(Region outline entries)
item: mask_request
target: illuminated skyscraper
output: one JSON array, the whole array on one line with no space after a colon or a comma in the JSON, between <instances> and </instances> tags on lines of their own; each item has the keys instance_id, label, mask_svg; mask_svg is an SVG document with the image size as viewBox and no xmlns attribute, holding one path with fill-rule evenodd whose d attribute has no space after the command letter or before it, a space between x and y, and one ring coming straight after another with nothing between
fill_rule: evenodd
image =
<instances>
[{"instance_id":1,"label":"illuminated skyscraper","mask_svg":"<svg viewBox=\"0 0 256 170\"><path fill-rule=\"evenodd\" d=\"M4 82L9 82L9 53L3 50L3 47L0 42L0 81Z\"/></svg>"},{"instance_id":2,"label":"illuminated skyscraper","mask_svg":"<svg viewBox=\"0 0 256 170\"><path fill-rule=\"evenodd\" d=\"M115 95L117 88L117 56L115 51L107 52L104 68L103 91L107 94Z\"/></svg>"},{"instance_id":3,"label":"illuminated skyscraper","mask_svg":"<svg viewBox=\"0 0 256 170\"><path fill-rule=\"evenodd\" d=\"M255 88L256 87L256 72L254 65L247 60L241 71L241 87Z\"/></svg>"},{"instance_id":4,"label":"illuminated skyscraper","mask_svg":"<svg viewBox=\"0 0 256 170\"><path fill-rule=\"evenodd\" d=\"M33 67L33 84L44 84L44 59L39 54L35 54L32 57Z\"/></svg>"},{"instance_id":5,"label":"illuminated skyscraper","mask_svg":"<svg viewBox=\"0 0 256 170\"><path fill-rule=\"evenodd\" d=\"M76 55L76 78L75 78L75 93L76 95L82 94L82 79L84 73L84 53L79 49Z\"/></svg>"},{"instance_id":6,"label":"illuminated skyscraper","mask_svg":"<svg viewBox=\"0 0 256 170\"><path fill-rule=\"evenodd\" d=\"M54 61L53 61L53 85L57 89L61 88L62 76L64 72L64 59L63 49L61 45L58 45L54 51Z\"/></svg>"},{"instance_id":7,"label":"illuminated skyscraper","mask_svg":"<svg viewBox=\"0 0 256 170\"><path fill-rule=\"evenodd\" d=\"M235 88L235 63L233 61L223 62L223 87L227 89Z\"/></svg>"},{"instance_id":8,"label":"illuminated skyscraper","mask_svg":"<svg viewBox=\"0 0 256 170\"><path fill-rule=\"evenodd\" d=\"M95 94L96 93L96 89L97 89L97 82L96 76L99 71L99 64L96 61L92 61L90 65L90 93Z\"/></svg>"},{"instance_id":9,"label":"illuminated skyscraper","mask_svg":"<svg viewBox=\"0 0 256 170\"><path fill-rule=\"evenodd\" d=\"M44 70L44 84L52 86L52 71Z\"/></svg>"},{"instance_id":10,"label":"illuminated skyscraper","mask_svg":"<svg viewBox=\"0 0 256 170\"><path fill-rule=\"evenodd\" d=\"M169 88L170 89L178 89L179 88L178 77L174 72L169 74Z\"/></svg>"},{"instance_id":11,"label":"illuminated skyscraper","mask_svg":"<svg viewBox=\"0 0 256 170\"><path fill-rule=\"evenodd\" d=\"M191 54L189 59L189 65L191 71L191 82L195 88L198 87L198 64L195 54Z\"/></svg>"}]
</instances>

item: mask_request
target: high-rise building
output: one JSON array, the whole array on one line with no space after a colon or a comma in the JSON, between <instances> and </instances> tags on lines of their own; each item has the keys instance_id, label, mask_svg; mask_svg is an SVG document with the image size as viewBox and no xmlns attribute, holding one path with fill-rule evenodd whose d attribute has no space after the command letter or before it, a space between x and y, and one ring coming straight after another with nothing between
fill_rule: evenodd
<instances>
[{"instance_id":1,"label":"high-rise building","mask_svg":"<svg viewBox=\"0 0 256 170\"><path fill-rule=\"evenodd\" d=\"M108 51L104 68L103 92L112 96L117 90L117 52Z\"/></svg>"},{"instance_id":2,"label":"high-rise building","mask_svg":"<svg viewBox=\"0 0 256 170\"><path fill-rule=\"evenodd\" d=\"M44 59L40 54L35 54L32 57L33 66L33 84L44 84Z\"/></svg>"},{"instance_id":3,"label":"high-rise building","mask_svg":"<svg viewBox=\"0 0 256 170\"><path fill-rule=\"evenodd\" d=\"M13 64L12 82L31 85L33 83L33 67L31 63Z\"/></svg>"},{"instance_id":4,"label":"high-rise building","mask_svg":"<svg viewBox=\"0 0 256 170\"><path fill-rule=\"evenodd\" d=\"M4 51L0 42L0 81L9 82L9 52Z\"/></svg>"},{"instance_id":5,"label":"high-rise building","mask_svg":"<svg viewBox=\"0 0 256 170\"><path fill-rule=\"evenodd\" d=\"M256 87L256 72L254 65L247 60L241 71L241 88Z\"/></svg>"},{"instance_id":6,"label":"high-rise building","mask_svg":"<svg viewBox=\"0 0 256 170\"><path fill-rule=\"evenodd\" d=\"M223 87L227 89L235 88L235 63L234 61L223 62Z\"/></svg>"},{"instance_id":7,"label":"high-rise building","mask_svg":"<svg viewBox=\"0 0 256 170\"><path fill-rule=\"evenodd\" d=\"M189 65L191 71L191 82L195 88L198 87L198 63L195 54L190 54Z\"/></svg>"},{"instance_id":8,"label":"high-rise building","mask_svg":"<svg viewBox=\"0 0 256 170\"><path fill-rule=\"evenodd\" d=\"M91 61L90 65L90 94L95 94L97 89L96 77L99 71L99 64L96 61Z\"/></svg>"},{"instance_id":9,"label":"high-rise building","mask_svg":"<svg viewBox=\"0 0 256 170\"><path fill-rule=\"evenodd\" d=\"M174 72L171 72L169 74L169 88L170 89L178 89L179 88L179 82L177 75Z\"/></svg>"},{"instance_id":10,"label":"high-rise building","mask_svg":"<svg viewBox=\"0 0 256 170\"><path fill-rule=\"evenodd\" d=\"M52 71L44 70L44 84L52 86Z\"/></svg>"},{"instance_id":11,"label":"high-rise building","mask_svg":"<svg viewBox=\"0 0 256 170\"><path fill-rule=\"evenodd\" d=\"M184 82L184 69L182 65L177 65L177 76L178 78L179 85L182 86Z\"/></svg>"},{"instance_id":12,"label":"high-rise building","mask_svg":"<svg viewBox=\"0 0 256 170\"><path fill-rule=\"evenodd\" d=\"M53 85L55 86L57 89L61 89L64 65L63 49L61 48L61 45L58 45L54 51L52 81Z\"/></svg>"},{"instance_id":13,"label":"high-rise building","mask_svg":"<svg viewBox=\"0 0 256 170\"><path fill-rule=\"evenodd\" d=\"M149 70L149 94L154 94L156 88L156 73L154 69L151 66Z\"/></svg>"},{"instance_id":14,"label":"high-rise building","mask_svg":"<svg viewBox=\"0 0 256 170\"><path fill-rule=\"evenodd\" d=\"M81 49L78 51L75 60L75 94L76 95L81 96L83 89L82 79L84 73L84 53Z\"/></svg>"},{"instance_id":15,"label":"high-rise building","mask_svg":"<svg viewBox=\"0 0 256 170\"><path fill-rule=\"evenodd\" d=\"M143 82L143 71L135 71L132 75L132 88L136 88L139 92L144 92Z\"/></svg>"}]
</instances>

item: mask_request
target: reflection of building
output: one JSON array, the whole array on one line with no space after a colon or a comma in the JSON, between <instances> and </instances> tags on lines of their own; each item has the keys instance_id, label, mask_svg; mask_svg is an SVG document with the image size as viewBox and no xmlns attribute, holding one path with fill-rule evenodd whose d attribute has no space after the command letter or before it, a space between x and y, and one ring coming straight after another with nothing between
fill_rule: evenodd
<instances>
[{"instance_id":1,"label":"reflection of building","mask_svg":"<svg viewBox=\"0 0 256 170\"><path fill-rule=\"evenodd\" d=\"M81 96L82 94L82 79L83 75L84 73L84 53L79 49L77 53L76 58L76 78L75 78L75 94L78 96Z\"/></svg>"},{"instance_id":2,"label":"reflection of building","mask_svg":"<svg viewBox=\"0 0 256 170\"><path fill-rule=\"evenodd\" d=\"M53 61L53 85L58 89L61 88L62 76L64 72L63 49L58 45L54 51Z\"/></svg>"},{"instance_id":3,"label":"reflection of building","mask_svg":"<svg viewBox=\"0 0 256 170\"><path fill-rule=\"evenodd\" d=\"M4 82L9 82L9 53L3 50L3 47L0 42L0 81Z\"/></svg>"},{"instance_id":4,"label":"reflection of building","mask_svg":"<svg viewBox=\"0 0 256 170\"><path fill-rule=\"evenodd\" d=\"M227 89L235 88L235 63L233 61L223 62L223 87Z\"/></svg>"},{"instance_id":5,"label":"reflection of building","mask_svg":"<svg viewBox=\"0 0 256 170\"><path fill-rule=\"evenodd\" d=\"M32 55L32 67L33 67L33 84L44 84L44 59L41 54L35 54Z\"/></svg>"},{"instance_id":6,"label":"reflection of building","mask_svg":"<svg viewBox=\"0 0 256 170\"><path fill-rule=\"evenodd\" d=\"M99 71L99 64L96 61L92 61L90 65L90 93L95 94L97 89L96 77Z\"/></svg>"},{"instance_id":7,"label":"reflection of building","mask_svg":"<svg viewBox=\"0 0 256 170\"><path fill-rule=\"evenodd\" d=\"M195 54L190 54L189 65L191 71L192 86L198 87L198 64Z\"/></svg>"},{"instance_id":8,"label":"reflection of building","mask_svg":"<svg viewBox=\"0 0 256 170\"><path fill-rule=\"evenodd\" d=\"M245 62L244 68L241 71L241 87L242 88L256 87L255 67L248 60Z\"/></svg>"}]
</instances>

Exercise description: Turn the lines from the start of the items through the line with "target: illuminated skyscraper" into a numbered list, leaving out any blank lines.

The solution:
1. item: mask_request
2. target: illuminated skyscraper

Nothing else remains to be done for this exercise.